**Information supplied:**
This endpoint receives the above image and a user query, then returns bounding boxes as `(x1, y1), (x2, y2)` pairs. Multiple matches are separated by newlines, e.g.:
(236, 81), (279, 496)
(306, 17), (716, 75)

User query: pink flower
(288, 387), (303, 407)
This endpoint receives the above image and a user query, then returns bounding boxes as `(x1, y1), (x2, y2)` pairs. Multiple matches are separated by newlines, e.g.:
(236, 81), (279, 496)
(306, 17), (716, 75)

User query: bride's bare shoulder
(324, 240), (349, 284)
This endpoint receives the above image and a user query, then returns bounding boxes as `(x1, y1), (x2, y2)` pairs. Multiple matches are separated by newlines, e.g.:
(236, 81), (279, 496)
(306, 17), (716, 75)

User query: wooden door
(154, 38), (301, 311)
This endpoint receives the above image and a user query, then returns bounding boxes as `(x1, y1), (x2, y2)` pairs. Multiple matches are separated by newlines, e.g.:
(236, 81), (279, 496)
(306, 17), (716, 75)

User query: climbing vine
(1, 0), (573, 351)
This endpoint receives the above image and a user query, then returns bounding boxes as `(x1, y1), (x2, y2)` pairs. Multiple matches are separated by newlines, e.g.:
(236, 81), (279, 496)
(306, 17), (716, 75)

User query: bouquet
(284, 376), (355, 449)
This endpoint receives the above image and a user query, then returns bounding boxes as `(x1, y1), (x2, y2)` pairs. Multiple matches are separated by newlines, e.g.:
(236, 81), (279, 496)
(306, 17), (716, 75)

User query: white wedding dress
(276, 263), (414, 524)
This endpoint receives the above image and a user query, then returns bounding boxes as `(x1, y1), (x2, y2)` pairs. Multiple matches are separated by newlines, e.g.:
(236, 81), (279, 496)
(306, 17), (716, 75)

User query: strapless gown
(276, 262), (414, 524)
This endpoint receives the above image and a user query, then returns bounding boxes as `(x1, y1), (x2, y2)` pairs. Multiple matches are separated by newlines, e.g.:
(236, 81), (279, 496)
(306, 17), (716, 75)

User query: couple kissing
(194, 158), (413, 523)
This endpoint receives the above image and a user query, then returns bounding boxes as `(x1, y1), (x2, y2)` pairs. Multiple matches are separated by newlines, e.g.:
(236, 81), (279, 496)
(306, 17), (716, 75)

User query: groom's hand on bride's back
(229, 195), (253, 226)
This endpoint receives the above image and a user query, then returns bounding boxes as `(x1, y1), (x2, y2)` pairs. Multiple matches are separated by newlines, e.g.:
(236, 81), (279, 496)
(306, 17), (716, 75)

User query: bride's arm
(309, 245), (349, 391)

**Your objective:** What you return should match the data character for character.

**Response area:**
This endpoint receives the above image and a user query, then returns bounding boxes as `(x1, y1), (x2, y2)` pairs. Multiple matches are separated by newlines, e.g.:
(236, 81), (279, 496)
(306, 17), (716, 75)

User query: pink flower
(288, 387), (303, 407)
This endpoint receives the above image and a user query, then returns bounding boxes as `(x1, y1), (x2, y2)` pairs. Multiple matches are separated by newlines, e.g.:
(236, 81), (279, 496)
(306, 17), (716, 75)

User query: bride's bare shoulder
(324, 240), (349, 284)
This endpoint receives the above image and a user query, then returns bounding boxes as `(x1, y1), (x2, y2)` pairs. Multiple matches are separated by newlines, e.g.:
(236, 81), (279, 496)
(306, 17), (716, 75)

User query: wooden door
(154, 38), (301, 311)
This endpoint receives the above image and a user query, then returns bounding boxes as `(x1, y1), (x2, y2)` pairs. Multiple matches are separated by newlines, e.g.:
(236, 81), (279, 496)
(306, 17), (716, 75)

User query: climbing vine
(1, 0), (573, 351)
This endpoint receives the above image and a user query, then returns bounding boxes as `(x1, y1), (x2, y2)` pairs. Multiple matches are separated by newlines, e.g.:
(236, 81), (279, 496)
(306, 17), (716, 75)

User query: bouquet
(284, 376), (355, 449)
This endpoint receives the above image and a user query, then returns bounding boxes as `(x1, y1), (x2, y2)` pairs. Multiple matches are separated by newlines, e.g.:
(236, 81), (279, 496)
(306, 17), (716, 75)

User query: white wedding dress
(276, 263), (414, 524)
This endpoint receives the above image and a user query, then returns bounding boxes as `(x1, y1), (x2, y2)` pairs. Multiple matches are separated by newlines, e.g.:
(236, 81), (279, 496)
(306, 17), (716, 75)

User query: strapless gown
(276, 262), (414, 524)
This endpoint receives the above image and a user query, then returns bounding boxes as `(x1, y1), (x2, y2)` pairs. Multiple matches are separated by newlines, e.g.:
(236, 81), (279, 496)
(306, 17), (716, 75)

User query: couple kissing
(194, 158), (413, 523)
This endpoint receives the above image and a user query, then returns bounding boxes as `(x1, y1), (x2, y2)` pairs. Multiple matches are separated by newlines, e.g.:
(236, 81), (279, 496)
(306, 17), (716, 75)

User query: groom's hand on bride's back
(229, 195), (253, 226)
This endpoint receives the above image and a user query, then returns bounding boxes as `(x1, y1), (x2, y2)` pairs. Multiple matches are separated by newlines, e.g.:
(236, 81), (279, 496)
(306, 17), (716, 75)

User query: bride's arm
(309, 245), (349, 391)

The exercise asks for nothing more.